■ TASK DIRECTIONS ■
Go through the records and report each line holding the string "handle".

Segmentation mask data:
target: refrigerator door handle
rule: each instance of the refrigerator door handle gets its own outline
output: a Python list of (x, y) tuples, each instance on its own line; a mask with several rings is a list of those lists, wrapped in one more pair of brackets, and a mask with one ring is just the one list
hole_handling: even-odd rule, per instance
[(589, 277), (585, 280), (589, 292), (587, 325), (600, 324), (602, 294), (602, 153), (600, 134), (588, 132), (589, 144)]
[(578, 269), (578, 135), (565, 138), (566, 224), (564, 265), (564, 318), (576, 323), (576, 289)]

■ YOUR SOLUTION ■
target: refrigerator door handle
rule: each instance of the refrigerator door handle gets its own outline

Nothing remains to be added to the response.